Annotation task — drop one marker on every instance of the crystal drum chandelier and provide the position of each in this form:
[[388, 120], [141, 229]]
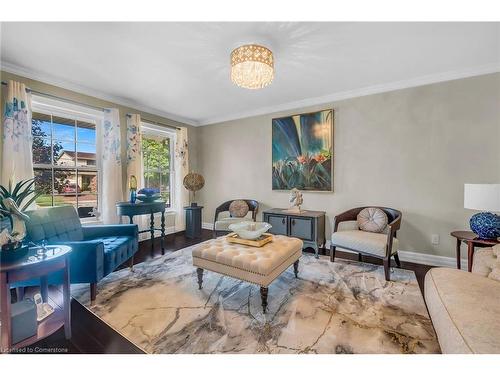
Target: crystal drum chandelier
[[252, 66]]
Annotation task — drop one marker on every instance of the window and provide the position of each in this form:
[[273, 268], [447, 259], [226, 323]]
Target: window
[[157, 158], [65, 159]]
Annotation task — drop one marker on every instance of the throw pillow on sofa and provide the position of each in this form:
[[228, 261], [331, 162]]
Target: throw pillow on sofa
[[372, 219]]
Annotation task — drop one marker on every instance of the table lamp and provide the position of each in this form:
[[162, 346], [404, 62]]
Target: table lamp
[[483, 197]]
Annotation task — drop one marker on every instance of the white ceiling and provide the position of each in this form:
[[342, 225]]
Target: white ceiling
[[181, 70]]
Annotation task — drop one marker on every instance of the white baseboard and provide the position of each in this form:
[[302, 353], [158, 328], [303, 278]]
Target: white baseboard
[[431, 260], [404, 256], [422, 258]]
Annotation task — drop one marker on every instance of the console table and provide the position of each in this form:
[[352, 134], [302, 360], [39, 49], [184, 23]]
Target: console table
[[33, 265], [145, 208], [472, 240], [309, 226]]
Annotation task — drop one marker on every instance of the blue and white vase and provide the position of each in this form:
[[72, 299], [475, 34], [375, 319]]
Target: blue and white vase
[[486, 225]]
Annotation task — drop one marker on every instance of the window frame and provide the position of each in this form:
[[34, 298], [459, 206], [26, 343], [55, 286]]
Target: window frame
[[163, 132], [58, 108]]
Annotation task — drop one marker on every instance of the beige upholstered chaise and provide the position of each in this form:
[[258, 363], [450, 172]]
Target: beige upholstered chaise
[[257, 265], [464, 306]]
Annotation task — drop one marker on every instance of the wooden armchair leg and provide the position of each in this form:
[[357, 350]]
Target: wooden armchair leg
[[396, 259], [332, 253], [387, 268], [93, 291]]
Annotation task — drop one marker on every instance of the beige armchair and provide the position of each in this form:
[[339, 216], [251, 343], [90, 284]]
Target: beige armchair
[[221, 225], [379, 245]]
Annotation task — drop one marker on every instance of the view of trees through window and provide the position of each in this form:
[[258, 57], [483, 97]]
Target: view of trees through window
[[156, 160], [64, 159]]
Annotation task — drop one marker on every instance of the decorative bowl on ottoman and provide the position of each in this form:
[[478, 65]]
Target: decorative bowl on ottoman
[[250, 230], [148, 195]]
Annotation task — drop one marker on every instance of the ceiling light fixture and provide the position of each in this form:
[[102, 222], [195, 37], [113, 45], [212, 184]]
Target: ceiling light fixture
[[252, 66]]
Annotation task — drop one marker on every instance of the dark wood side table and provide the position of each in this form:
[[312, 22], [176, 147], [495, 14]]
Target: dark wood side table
[[55, 258], [472, 241], [308, 225], [193, 221], [145, 208]]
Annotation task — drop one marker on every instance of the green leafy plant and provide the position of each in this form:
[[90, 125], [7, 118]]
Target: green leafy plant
[[23, 193]]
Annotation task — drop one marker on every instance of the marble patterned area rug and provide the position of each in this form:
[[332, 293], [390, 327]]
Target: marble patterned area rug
[[341, 307]]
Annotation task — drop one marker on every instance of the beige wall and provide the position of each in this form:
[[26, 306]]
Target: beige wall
[[89, 100], [410, 149]]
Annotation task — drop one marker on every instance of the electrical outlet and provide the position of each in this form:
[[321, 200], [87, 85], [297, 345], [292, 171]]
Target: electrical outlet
[[435, 239]]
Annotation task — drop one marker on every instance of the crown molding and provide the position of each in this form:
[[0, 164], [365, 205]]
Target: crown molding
[[320, 100], [369, 90], [52, 80]]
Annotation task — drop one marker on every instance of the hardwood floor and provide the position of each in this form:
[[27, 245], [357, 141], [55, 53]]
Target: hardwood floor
[[93, 336]]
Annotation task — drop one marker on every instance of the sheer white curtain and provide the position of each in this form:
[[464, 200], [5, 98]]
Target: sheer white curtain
[[17, 157], [112, 191], [181, 165]]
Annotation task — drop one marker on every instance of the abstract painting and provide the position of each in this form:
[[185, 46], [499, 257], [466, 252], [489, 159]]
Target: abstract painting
[[303, 151]]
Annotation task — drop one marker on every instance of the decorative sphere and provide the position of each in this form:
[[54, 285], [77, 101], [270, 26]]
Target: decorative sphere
[[193, 181], [486, 225]]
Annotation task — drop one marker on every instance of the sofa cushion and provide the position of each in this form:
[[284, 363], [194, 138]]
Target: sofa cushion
[[238, 208], [372, 219], [367, 242], [223, 224], [116, 251], [464, 308], [54, 224]]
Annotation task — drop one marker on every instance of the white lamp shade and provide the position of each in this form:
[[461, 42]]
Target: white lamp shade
[[482, 197]]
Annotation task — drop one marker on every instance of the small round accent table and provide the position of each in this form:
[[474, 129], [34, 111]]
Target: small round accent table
[[472, 241], [33, 265]]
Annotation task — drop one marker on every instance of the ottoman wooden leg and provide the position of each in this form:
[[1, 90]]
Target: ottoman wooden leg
[[200, 277], [263, 296], [296, 268]]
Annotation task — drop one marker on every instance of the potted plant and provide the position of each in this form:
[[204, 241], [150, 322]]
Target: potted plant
[[13, 201]]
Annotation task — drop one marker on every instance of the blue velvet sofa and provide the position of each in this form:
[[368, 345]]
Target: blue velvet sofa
[[97, 250]]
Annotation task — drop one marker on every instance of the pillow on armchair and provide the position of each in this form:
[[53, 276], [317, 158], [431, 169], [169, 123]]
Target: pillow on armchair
[[372, 219], [238, 208]]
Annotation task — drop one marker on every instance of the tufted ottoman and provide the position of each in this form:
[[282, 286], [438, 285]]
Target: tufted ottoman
[[257, 265]]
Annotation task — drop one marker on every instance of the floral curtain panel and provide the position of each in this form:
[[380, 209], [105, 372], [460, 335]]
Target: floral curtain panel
[[112, 191], [181, 165], [134, 150], [135, 164], [17, 159]]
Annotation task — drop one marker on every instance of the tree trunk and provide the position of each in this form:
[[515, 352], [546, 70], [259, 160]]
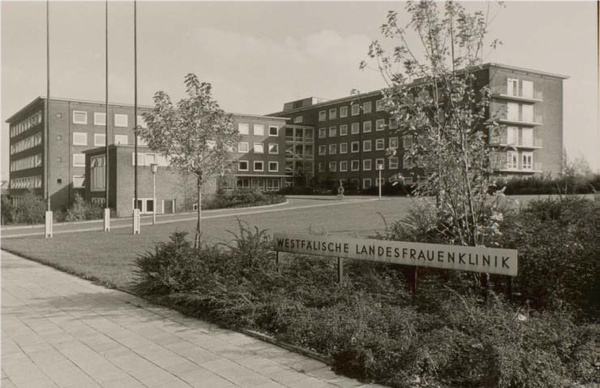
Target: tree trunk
[[197, 240]]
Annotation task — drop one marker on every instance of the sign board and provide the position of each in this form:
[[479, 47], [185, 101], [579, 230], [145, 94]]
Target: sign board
[[474, 259]]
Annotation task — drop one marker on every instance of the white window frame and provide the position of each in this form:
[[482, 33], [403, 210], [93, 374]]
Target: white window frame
[[240, 147], [119, 138], [256, 169], [99, 136], [81, 142], [343, 111], [81, 162], [97, 120], [259, 148], [118, 120], [247, 165], [244, 128], [75, 112]]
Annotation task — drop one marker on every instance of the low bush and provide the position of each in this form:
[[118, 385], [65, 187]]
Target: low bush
[[242, 198], [81, 210]]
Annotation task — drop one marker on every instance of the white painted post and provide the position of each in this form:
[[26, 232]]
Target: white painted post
[[49, 224], [136, 221], [107, 219]]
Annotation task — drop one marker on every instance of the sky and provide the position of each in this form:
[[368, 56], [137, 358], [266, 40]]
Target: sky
[[260, 54]]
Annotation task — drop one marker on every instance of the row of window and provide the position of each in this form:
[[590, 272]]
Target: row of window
[[367, 165], [25, 124], [27, 162], [380, 125], [120, 119], [257, 129], [259, 148], [355, 110], [367, 146], [258, 166], [27, 143], [30, 182]]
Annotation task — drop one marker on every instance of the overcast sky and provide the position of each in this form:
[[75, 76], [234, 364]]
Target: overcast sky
[[260, 54]]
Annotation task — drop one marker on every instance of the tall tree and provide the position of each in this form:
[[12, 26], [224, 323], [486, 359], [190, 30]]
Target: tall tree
[[441, 109], [195, 135]]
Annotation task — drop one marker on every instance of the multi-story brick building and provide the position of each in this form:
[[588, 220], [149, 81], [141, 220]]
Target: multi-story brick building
[[353, 133]]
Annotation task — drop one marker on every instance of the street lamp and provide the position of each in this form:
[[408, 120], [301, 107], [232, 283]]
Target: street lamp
[[154, 168], [379, 183]]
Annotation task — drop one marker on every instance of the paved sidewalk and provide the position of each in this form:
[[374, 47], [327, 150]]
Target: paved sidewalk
[[57, 330]]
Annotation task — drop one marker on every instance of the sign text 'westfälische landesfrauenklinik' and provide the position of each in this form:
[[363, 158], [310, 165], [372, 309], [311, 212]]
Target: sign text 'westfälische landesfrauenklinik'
[[475, 259]]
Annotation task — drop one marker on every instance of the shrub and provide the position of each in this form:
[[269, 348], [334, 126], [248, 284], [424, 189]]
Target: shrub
[[81, 210], [30, 210]]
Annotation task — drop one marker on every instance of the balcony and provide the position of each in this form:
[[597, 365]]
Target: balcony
[[517, 95]]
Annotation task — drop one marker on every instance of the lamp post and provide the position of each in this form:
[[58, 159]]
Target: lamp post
[[154, 168]]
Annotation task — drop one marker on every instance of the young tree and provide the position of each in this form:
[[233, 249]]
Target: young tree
[[433, 95], [196, 135]]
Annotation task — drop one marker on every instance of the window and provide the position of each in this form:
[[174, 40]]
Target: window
[[367, 106], [512, 162], [243, 147], [97, 174], [527, 160], [527, 137], [79, 138], [512, 135], [99, 118], [121, 139], [99, 139], [79, 117], [259, 130], [244, 129], [527, 89], [78, 160], [512, 87], [120, 120], [344, 111], [243, 165], [78, 181]]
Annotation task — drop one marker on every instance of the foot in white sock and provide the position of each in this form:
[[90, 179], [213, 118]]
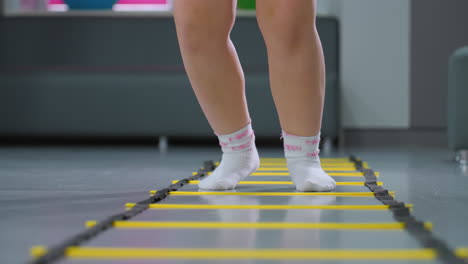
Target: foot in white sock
[[302, 157], [239, 160]]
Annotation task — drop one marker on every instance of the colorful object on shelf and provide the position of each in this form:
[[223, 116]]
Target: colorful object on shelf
[[117, 5], [246, 4], [90, 4]]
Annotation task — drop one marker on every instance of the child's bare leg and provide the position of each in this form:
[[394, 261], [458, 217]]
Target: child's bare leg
[[297, 77], [211, 62]]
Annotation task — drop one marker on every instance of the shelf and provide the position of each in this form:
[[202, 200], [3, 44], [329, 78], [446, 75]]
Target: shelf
[[110, 13]]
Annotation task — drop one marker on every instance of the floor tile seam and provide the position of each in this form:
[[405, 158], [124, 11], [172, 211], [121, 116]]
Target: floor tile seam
[[57, 252], [414, 227]]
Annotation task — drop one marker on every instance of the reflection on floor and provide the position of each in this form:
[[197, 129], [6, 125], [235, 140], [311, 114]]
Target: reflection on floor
[[48, 193]]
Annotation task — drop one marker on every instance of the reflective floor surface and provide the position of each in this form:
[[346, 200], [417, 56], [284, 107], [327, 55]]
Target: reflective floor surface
[[48, 193]]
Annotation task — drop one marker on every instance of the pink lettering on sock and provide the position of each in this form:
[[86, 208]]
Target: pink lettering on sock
[[312, 142], [289, 135], [313, 154], [243, 146], [243, 134], [291, 147]]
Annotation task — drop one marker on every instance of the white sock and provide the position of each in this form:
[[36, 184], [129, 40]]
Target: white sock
[[302, 157], [239, 160]]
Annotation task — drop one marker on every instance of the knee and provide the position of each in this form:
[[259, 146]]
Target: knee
[[198, 34], [288, 32]]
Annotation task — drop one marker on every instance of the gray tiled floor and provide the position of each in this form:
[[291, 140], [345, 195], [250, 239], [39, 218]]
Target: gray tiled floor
[[47, 193]]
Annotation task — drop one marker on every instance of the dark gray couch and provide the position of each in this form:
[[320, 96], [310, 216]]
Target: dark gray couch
[[117, 76]]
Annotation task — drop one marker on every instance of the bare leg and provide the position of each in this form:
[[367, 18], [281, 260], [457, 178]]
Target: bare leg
[[297, 72], [297, 77], [211, 62]]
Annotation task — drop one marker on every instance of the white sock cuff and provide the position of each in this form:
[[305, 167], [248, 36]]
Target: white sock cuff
[[297, 146], [240, 140]]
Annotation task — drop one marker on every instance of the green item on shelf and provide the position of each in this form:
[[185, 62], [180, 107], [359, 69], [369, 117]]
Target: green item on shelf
[[246, 4]]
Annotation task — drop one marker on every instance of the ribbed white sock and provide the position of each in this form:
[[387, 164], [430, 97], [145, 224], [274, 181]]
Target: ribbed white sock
[[240, 158], [302, 157]]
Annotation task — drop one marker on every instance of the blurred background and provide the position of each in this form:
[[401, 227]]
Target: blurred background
[[112, 71]]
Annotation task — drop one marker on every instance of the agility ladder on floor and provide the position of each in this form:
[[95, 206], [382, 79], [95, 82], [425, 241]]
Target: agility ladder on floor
[[340, 167]]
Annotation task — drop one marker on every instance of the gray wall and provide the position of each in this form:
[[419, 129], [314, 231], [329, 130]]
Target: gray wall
[[375, 46], [438, 27]]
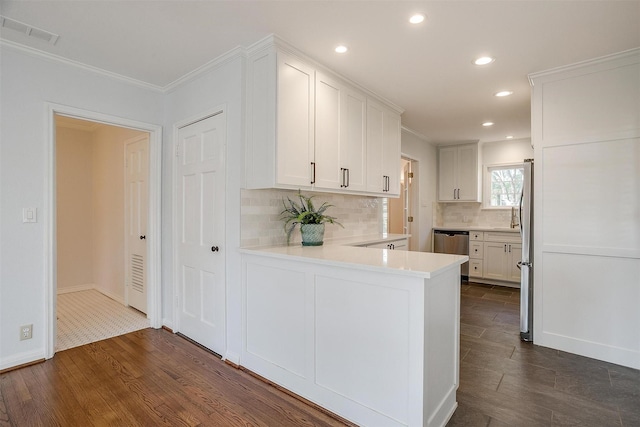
━━━━━━━━━━━━━━━━
Copie sem qualquer alteração o trecho dos dados que vai da linha que contém "the sign board" até a linha que contém "[[474, 259]]", incluindo ambas.

> RESULTADO CORRETO
Annotation task — drop one marker on every instance of the sign board and provide the position of each in this form:
[[479, 47], [185, 101], [579, 230], [145, 94]]
Target: sign board
[[474, 259]]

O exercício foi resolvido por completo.